● **Page**
───
In regards to ethernet adapters look at Newegg, Amazon or the likes for third party vendors selling on those sites, some sell server pulled adapters for a decent discount. I'd focus on Intel ethernet adapters, like @Trip mentioned. The Intel 210 should be fine as well. Chelsio is also often recommended as well and as for Broadcom I think it should be ok but have no experience myself.

EDIT: Also wait where are you seeing the i350-T4 for $500 (Canada?) it should be like $80-150. $400-500 would get you the much newer Intel X710-T4 or even newer T4L quad port 10Gbe adapter here in the states. My X710-T2L itself was like $265-270 back in March-April when I bought it and the quad port version: X710-T4L was like $465 (on Provantage) and T4 was like $400 on Newegg, prices have gone up a since then on the T4 (~$480-500 now) and T4L (Can't find outside of special orders). The X550-T2 already has a peak power draw close to the quad port X710-T4L, and I haven't seen an X550-T4 variant outside of custom slot/daughterboard implementations I'd guess it would need some decent cooling/airflow if used to full capability.
───
● **Records shown**
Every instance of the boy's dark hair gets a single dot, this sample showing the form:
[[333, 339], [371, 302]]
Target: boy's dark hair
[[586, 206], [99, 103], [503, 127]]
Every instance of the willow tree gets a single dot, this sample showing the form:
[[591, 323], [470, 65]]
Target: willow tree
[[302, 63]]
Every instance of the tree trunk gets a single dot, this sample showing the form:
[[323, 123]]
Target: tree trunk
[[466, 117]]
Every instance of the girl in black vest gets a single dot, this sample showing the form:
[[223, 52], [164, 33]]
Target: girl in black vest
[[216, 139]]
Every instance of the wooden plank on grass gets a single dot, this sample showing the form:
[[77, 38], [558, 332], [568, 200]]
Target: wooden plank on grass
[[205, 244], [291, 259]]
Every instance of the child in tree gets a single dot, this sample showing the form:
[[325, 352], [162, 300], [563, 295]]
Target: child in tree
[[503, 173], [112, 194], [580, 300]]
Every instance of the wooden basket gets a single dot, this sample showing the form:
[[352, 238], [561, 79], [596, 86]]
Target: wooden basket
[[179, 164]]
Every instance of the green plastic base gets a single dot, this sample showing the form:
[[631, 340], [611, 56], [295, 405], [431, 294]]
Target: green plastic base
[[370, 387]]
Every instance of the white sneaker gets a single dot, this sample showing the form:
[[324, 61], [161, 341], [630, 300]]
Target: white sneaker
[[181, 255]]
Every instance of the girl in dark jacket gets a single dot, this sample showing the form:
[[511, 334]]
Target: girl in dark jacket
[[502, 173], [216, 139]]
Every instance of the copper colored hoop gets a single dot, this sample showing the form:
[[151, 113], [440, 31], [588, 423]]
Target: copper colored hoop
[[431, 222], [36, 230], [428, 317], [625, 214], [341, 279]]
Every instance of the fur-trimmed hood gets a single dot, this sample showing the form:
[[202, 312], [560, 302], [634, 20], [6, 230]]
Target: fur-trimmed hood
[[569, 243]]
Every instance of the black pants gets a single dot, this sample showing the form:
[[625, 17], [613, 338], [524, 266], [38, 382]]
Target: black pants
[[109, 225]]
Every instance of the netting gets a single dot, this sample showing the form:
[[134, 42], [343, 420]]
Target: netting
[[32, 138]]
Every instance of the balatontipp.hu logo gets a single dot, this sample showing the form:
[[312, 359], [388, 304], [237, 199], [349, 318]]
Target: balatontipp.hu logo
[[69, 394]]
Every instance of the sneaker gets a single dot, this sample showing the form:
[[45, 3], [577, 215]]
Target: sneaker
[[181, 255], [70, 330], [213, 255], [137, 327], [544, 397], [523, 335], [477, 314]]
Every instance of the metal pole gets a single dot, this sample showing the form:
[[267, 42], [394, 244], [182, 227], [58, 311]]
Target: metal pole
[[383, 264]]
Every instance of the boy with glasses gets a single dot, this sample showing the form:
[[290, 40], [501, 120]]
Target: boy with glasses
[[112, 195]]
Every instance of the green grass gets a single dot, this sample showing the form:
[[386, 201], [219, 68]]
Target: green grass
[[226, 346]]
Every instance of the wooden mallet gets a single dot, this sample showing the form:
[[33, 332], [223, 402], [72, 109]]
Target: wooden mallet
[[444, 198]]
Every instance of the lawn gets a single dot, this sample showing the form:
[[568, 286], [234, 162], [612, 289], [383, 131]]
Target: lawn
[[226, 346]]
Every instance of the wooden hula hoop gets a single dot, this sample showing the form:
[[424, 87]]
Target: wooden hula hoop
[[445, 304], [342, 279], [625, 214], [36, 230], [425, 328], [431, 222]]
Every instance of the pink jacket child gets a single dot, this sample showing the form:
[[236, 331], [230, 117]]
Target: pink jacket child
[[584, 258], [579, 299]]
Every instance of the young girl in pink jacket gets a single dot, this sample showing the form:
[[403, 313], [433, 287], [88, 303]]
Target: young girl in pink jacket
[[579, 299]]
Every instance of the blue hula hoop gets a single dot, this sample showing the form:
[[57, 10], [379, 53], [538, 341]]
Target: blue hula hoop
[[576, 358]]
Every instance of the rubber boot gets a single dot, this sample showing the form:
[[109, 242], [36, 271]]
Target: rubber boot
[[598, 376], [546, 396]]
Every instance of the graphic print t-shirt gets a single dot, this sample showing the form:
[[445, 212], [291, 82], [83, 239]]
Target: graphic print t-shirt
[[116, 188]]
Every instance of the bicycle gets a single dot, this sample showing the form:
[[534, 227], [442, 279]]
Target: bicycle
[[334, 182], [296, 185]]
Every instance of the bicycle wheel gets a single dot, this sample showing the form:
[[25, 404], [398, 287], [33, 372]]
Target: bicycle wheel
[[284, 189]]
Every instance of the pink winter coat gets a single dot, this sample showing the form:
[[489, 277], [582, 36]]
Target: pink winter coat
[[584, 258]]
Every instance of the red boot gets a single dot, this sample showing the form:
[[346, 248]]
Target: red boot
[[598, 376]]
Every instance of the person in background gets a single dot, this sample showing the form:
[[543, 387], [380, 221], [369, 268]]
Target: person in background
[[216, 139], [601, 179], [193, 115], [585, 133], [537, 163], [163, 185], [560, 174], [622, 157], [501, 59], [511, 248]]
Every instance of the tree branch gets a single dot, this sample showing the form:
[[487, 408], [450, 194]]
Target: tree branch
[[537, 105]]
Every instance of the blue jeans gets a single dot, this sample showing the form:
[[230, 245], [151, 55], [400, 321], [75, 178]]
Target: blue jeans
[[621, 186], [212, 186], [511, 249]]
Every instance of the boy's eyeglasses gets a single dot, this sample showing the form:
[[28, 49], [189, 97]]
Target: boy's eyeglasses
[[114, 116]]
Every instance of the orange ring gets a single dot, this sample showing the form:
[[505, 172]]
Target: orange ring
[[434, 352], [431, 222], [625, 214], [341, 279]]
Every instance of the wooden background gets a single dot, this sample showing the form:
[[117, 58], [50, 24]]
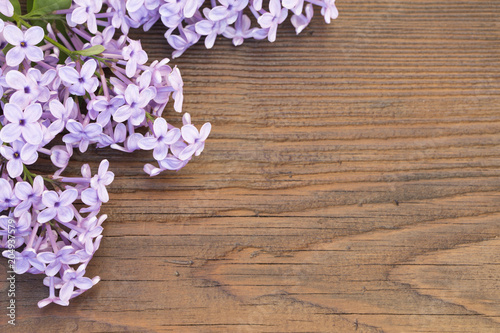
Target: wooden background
[[350, 184]]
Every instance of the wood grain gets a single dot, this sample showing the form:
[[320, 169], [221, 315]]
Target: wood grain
[[351, 184]]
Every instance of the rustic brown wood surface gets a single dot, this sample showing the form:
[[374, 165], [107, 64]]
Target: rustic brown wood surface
[[351, 184]]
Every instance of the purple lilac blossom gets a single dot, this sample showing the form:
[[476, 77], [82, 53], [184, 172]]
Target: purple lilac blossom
[[74, 99], [188, 20]]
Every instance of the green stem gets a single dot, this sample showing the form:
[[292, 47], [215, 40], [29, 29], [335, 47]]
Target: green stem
[[47, 38]]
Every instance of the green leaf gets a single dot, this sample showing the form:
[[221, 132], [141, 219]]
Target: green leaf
[[44, 7], [96, 49]]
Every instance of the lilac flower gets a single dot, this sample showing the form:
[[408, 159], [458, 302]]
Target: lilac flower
[[271, 20], [78, 83], [91, 199], [176, 82], [60, 155], [228, 10], [85, 12], [301, 21], [22, 123], [182, 42], [135, 103], [62, 113], [135, 5], [19, 154], [195, 139], [210, 28], [240, 31], [21, 228], [58, 206], [52, 298], [24, 44], [106, 108], [27, 90], [25, 260], [294, 5], [7, 197], [6, 8], [65, 256], [92, 229], [74, 279], [161, 140], [171, 162], [330, 12], [82, 135], [134, 54], [101, 180], [186, 8], [29, 196]]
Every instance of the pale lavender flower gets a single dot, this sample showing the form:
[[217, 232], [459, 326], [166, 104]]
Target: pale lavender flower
[[7, 197], [161, 140], [29, 195], [27, 90], [210, 28], [294, 5], [22, 123], [175, 80], [91, 199], [20, 229], [330, 12], [24, 260], [106, 108], [52, 298], [24, 44], [135, 5], [78, 83], [228, 10], [85, 12], [82, 135], [60, 155], [271, 20], [62, 113], [301, 21], [72, 279], [91, 229], [240, 31], [19, 154], [55, 261], [136, 101], [183, 41], [186, 8], [134, 55], [58, 206], [195, 139], [6, 8], [101, 180]]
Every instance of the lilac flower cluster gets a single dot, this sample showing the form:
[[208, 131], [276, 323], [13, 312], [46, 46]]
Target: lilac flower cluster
[[65, 91], [188, 20]]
───
● **Short task A**
Do these statements agree with the post on ethernet adapters above? Answer yes or no for each, and quote the words of the post that decide it. (i) The i350-T4 should cost roughly $80-150. (ii) The writer has personal experience with Broadcom adapters. (iii) The X710-T4L was about $465 on Newegg.
● **Short task B**
Can you reproduce the part of the post on ethernet adapters word for word, starting with "In regards to" and going on through "no experience myself."?

● **Exercise output A**
(i) Yes: "it should be like $80-150"
(ii) No: "as for Broadcom I think it should be ok but have no experience myself"
(iii) No: "X710-T4L was like $465 (on Provantage)"

● **Exercise output B**
In regards to ethernet adapters look at Newegg, Amazon or the likes for third party vendors selling on those sites, some sell server pulled adapters for a decent discount. I'd focus on Intel ethernet adapters, like @Trip mentioned. The Intel 210 should be fine as well. Chelsio is also often recommended as well and as for Broadcom I think it should be ok but have no experience myself.